● BRIEF: Retype the listing that follows, word for word.

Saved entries
------------------------------------------------
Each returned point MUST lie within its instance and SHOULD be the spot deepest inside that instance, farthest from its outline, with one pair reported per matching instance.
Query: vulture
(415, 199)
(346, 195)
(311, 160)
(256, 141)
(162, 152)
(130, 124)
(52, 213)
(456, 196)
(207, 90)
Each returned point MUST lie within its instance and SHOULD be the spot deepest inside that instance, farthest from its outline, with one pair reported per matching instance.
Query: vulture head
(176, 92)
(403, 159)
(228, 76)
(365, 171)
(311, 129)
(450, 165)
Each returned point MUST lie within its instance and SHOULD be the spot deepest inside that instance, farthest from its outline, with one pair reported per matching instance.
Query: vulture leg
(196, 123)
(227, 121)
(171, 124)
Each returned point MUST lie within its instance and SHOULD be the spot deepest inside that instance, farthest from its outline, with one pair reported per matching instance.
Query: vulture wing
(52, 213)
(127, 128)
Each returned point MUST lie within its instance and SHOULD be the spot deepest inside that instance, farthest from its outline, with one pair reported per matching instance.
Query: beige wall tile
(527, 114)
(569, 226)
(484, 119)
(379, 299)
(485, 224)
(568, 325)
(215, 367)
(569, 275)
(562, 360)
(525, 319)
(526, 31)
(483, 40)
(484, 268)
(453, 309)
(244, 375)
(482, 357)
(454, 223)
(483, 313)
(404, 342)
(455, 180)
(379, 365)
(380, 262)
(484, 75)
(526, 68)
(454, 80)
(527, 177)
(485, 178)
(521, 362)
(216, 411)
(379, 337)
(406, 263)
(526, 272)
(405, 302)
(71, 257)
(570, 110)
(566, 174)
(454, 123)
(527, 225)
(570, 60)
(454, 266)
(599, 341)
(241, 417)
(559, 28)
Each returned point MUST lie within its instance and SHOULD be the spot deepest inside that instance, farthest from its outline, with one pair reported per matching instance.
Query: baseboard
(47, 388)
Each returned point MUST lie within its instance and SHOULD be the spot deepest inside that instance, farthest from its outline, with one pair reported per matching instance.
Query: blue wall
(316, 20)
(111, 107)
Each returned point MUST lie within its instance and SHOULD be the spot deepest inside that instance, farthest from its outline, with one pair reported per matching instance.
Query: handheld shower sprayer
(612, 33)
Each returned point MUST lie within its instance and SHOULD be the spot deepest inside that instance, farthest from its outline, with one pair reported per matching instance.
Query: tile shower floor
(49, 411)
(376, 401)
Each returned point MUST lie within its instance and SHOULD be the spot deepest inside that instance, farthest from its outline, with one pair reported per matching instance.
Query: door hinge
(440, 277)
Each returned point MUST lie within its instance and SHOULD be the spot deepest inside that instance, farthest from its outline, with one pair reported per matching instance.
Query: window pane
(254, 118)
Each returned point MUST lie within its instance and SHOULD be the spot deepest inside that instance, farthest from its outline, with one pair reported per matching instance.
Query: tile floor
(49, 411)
------------------------------------------------
● OUTPUT FOR THIS EXERCISE:
Each returned point MUST lie within its instance and SHOULD be the spot deepest inside that instance, farthest from its outline, with one pair reported per matching instance.
Query: vulture
(415, 199)
(346, 195)
(311, 160)
(256, 141)
(162, 152)
(130, 124)
(52, 213)
(456, 196)
(207, 90)
Each returned point MUST lie within its instance and SHOULD be the spot deepest inside that instance, farthest from its outline, with one pair reported per matching instance.
Query: vulture head
(176, 92)
(403, 159)
(228, 76)
(365, 171)
(311, 129)
(450, 165)
Each returned point MUST lie within its instance and SHOULD be the spot deepest inside that instance, farthest from its outline, with one pair reported per matching instance.
Query: vulture leg
(196, 123)
(227, 121)
(171, 124)
Each returned point MUST lie within its instance and SHOULD be the spot deepest inside that instance, farthest from its outline, with one pair reported per matching instance.
Query: vulture wing
(52, 213)
(127, 128)
Each returned point MUST lie within its instance and SHOULD be the spot deepest inside that instance, farthest from its outline, with one pair reported per matching instance.
Query: beige wall tile
(527, 114)
(569, 226)
(484, 119)
(379, 299)
(485, 224)
(568, 325)
(215, 367)
(569, 275)
(562, 360)
(525, 319)
(526, 31)
(483, 40)
(484, 268)
(453, 309)
(244, 375)
(482, 357)
(454, 223)
(483, 313)
(404, 342)
(455, 180)
(379, 365)
(380, 262)
(484, 75)
(526, 68)
(454, 80)
(527, 177)
(485, 178)
(521, 362)
(216, 411)
(379, 337)
(406, 263)
(526, 272)
(405, 302)
(71, 257)
(570, 110)
(566, 174)
(454, 123)
(527, 225)
(570, 60)
(454, 266)
(599, 341)
(241, 417)
(559, 28)
Each returned point MUST lie within its instance and SHOULD be the spot deepest inside that instance, farthest from its outline, with one pair reported per matching instance.
Query: baseboard
(47, 388)
Each returned point MUST lie within its instance and SHOULD be the spot deepest inside that instance, farthest from its outline, with one pair reported per matching instance.
Query: blue wall
(316, 20)
(111, 107)
Each returned point MUST lie within its instance and SHOULD be the spot deepest inside that instance, farthest from its outline, with one pair reported per matching instance.
Query: handheld shower sprayer
(612, 33)
Each returned point MUST lie within its instance and SHOULD be the spot deepest inside that instance, farthest from its outline, with one pair reported per matching instance.
Query: tile shower floor
(49, 411)
(376, 401)
Each returned point MUST lie within its instance and SHOULD be the spot deepest inside that instance, farthest from its outline, with one pair reported per matching instance.
Query: door hinge
(440, 277)
Each returned point MUST lie within its instance and SHOULD be the spot deepest inside that instance, farthest from its outline, with one pair reported per matching instance.
Query: window pane
(254, 118)
Each returned point MUST lie within its instance and SHOULD be the spot deepest inside that instance, farthest from its outline, with one pair reported per matching instance.
Query: tile floor
(49, 411)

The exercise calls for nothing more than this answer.